--- Source passage ---

June 28, 2007 in Local Tags: , ,

Today’s Peoria Journal Star article on the death of efforts to attach a hotel to the Peoria Civic Center saved the best, most telling paragraph for last.

Civic Center Authority Chairwoman Rebekah Bourland was discussing the lack of support for a proposed Hilton Garden Inn at Monroe Avenue and Kumpf Boulevard, the latest scheme in a list of schemes that the authority thinks is needed to lure business to the civic center.

“In the meantime, the Embassy Suites opens in the first week of November and anyone sleeping there won’t be paying (Peoria’s) hotel tax. I think the window is closing on an opportunity. I could be wrong. I hope I’m wrong.”

And that’s it in a nutshell. Peoria doesn’t need another hotel. If it did, the free market would provide for one. What this is about is that the PCC is addicted to the city’s Hotel, Restaurant and Amusement Tax, which was created more than 20 years ago to pay off the bonds needed to build the civic center. It was supposed to be temporary, and the PCC was supposed to be self-sufficient.

--- Supplied information ---

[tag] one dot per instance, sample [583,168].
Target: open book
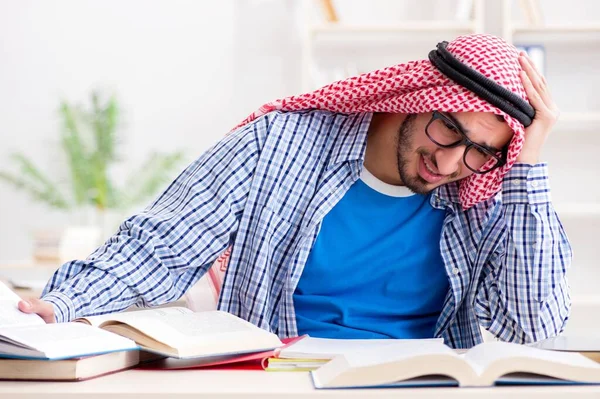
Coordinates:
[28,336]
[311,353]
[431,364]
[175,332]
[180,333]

---
--- Supplied information ---

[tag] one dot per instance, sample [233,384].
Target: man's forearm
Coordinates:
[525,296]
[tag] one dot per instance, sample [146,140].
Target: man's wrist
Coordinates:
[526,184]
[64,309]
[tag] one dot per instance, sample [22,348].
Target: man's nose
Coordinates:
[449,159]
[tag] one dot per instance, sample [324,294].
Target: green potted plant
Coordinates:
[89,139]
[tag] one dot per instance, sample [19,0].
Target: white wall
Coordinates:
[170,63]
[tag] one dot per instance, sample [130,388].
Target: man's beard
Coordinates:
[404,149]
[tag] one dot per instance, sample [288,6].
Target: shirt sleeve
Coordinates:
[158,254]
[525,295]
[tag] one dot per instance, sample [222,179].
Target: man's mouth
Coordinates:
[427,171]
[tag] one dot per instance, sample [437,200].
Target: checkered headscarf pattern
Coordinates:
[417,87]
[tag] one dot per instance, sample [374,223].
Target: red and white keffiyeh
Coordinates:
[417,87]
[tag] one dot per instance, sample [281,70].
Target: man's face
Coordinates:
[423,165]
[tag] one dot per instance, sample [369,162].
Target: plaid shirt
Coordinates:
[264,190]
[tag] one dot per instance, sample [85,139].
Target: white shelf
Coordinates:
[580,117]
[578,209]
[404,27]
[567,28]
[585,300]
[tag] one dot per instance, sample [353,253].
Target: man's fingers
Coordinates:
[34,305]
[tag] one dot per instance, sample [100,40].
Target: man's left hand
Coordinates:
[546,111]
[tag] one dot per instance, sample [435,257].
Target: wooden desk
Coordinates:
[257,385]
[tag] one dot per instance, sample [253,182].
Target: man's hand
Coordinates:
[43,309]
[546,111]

---

**Required task**
Continue the passage on the Peoria Civic Center hotel proposal, starting right after its last sentence.

**Task response**
Instead, the PCC can’t bring in the revenue its cheerleaders/backers promised and the revenue its generating in additional sales taxes isn’t exactly lowering the burden for the taxpayers who actually live in Peoria. And the HRA still exists because the people who run the PCC keep coming up with new renovations they insist is needed to bring in conventions and events. And why is that? Because the damn thing is too small. It can’t bring in the really big concerts and really big conventions. Everyone knew that when it was being planned, but the cheerleaders and civic boosters managed to shout down the naysayers.

What happened in East Peoria is something anyone with even a basic knowledge of human nature could have predicted. People started looking for way to avoid the HRA tax. So some smart people build an Embassy Suites in East Peoria. The obvious solution is to eliminate or lower the HRA, but that’s too simple and elegant a solution for the deep economic thinkers in Peoria. The HRA tax MUST be preserved by using part of it to built a swanky hotel attached to the Peoria Civic Center.

Two things happened to stop it: Holiday Inn City Centre announced major renovations and Caterpillar Inc. (which has a stake in thePere Marquette Hotel) let it be known it doesn’t think a new hotel is needed.

Bourland’s statement that the Holiday Inn project wasn’t a factor is complete B.S., of course. The city’s own consultant said the either the renovations or a new hotel were needed to prop up the civic center. I’m guessing the “pretty serious discussions” planned by Mayor Ardis just might instead suggest city support for Pere Marquette renovations, which is a less obnoxious use of city funds than building a brand new hotel, but not not by much.

When the city build the PCC, it stuck its toes into what should have been left to private enterprise. Now the city finds itself being told that it has to compete against the tax-paying private businesses the PCC was supposed to support through increases room rentals. That’s the inevitable and very predictible result when government starts trying to pick and choose the winners.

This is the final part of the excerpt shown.